**Texte de la page:**
★ ★ ★ ★ ★ ★ ★

« Les 8 Vies d’une Mangeuse de Terre » de Mirinae Lee : les mensonges lui vont si bien

Une existence toute entière basée sur le mensonge. Au pluriel. Qui a vraiment été Mook Miran ? Esclave, reine de l’évasion, espionne, meurtrière, terroriste, amante ou mère ? On lui demande de se définir en trois mots. Mission impossible pour cette femme de près de cent ans. Lee Sae-ri a pour mission de rédiger la nécrologie des résidents de la maison de retraite, The Golden Retirement Home. Cette Mook Miran l’intrigue. Elle fait plus jeune que son âge, elle refuse de se définir par trois mots, elle en propose huit. Elle se montre effrontée et acerbe. Faut-il se fâcher ou au contraire écouter cette conteuse fantasque ? Lee Sae-ri opte pour l’écoute. Inconsciente de l’extraordinaire voyage qui l’attend.

★ ★ ★ ★ ★ ★ ★

**Données:**
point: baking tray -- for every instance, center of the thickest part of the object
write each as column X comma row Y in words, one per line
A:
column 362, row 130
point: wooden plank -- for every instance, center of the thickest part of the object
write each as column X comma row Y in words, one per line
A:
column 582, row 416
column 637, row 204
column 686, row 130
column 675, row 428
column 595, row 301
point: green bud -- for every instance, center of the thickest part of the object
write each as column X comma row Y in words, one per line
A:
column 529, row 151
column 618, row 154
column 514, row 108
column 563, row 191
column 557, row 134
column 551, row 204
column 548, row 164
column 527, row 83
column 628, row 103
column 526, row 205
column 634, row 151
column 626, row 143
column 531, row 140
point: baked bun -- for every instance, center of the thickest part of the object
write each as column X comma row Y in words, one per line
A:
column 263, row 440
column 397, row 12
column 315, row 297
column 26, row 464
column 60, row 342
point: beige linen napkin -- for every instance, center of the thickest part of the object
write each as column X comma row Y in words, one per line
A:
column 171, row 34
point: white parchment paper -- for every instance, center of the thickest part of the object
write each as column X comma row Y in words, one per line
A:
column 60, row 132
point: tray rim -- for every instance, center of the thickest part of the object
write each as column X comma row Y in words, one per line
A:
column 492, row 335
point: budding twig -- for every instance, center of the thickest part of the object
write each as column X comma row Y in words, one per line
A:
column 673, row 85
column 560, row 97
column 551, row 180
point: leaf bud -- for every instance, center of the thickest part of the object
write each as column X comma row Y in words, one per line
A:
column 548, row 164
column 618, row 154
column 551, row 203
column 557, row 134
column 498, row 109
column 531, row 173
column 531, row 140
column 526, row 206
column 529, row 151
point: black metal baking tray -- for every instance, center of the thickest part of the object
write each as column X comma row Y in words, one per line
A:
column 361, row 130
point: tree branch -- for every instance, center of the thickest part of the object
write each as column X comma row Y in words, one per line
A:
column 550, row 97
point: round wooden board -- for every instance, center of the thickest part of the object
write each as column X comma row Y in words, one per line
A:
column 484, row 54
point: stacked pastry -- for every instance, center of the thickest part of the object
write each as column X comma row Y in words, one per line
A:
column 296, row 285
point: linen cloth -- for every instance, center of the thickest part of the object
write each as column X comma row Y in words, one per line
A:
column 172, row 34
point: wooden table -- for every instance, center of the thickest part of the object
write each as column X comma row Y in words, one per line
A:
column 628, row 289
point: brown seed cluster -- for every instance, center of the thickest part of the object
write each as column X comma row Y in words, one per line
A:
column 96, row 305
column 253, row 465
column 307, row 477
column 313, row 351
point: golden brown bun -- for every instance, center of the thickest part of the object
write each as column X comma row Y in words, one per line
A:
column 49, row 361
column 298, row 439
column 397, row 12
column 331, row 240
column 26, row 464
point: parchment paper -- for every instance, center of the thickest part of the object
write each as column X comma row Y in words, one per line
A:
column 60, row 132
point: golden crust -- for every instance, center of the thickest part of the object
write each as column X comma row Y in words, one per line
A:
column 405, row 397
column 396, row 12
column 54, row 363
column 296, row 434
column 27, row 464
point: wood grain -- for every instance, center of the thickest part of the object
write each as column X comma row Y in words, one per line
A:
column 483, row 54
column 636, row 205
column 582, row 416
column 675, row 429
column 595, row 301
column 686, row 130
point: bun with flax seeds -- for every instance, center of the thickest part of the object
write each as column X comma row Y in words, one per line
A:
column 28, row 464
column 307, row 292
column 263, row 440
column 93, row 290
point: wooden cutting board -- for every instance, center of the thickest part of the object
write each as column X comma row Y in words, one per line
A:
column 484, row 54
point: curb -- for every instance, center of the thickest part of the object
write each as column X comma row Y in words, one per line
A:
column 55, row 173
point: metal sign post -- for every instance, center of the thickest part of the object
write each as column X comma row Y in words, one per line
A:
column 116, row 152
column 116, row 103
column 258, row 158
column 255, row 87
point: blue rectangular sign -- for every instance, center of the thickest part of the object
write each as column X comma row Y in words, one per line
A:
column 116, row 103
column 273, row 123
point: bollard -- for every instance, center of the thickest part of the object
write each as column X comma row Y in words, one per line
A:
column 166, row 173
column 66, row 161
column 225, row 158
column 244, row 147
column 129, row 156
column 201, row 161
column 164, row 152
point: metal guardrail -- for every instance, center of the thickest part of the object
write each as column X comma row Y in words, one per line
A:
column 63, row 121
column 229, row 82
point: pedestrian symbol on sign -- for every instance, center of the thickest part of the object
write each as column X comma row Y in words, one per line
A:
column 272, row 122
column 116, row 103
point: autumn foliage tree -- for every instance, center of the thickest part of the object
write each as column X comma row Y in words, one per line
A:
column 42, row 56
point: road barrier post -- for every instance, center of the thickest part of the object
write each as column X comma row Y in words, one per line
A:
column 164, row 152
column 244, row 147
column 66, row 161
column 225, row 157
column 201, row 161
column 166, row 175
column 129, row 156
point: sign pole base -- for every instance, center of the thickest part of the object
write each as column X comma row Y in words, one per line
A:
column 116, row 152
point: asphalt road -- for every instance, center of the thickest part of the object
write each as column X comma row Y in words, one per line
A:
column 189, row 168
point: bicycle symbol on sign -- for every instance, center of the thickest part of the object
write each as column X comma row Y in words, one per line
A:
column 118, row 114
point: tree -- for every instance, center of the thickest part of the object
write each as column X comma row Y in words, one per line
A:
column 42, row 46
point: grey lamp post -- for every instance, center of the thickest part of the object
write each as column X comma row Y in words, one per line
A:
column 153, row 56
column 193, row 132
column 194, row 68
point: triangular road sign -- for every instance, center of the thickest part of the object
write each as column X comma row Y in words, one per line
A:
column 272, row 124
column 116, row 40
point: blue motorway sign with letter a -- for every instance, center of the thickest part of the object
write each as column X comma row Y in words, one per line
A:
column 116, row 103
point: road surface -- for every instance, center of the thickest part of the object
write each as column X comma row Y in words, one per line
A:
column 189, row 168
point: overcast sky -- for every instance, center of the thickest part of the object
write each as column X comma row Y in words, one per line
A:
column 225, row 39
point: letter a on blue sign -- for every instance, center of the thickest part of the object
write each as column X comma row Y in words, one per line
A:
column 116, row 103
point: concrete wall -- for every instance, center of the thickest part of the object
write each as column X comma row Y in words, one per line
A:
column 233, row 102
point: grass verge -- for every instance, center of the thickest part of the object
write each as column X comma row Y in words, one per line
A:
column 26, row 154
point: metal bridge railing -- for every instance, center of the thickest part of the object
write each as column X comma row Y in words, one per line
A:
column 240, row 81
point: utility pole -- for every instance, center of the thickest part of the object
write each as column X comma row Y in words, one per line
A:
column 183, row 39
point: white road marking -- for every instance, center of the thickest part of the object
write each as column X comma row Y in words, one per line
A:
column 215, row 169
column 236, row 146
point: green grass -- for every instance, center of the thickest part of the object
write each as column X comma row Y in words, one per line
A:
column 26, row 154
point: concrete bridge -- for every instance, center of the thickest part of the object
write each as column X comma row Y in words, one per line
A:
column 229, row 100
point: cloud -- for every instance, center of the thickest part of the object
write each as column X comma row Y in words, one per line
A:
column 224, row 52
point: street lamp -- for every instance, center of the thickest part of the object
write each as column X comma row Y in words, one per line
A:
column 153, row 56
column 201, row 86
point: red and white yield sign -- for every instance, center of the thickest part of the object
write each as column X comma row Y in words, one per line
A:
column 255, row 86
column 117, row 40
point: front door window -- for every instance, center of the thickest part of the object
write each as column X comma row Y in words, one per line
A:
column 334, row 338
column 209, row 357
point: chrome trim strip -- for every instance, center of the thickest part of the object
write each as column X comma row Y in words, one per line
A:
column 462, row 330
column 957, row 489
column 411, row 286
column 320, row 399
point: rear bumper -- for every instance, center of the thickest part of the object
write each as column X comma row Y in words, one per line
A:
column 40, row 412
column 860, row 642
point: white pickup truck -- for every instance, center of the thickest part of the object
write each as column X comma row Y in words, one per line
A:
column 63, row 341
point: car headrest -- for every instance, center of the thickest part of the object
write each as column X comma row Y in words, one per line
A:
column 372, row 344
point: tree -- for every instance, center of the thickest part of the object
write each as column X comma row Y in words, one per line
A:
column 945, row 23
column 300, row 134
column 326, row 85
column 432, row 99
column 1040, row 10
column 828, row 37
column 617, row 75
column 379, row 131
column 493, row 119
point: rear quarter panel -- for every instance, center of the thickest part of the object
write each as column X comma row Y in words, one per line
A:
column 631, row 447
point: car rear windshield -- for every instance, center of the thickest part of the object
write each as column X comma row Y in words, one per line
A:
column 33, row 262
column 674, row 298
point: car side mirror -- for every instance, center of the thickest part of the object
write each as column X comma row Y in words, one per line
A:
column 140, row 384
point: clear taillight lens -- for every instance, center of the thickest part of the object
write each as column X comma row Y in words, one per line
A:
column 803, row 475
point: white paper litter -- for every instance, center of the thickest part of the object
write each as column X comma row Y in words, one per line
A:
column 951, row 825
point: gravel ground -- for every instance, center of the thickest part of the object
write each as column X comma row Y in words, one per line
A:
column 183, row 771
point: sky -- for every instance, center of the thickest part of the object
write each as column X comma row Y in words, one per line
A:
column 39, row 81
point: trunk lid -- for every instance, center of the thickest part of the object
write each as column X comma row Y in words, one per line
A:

★ ★ ★ ★ ★ ★ ★

**Tâches:**
- a) D'après le texte sur le roman de Mirinae Lee, combien de mots Mook Miran propose-t-elle pour se définir ?
- b) Comment traduire en anglais cette phrase du texte sur le roman de Mirinae Lee : « Lee Sae-ri a pour mission de rédiger la nécrologie des résidents de la maison de retraite, The Golden Retirement Home. » ?
- c) Pourriez-vous reprendre le texte sur le roman de Mirinae Lee après sa dernière phrase et le poursuivre ?

**Réponses par tâche:**
- a) Huit mots.

- b) Lee Sae-ri's job is to write the obituaries of the residents of the retirement home, The Golden Retirement Home.

- c)
Lee Sae-ri est rigide. Elle a un plan avec une ligne directrice. Elle s’accroche à ses trois mots. Mook Miran s’amuse, lui concède avoir trois nationalités : Japonaise de naissance, Nord-Coréenne une bonne partie de sa vie et enfin Sud-Coréenne en cette fin d’existence. Mais la vieille dame s’impatiente, « se détourne tel un pigeon qui s’éloigne en hochant la tête », et lance un regard torve à cette jeune sotte. « Huit, alors, je vais vous donner huit mots… madame l’écrivaine». Nous aussi, nous voilà harponnés. Doit-on croire sur parole cette Mook Miran ? Meurtrière, dit-elle, mais encore ? Pas si vite, la vieille dame entend mener la danse. À son rythme, dans le désordre, insolente jusqu’au bout parce que Mook Miran est sans pitié. Si la jeune femme veut savoir, il va falloir qu’elle écoute très attentivement. Et qu’elle commence, au fond, par ne rien comprendre.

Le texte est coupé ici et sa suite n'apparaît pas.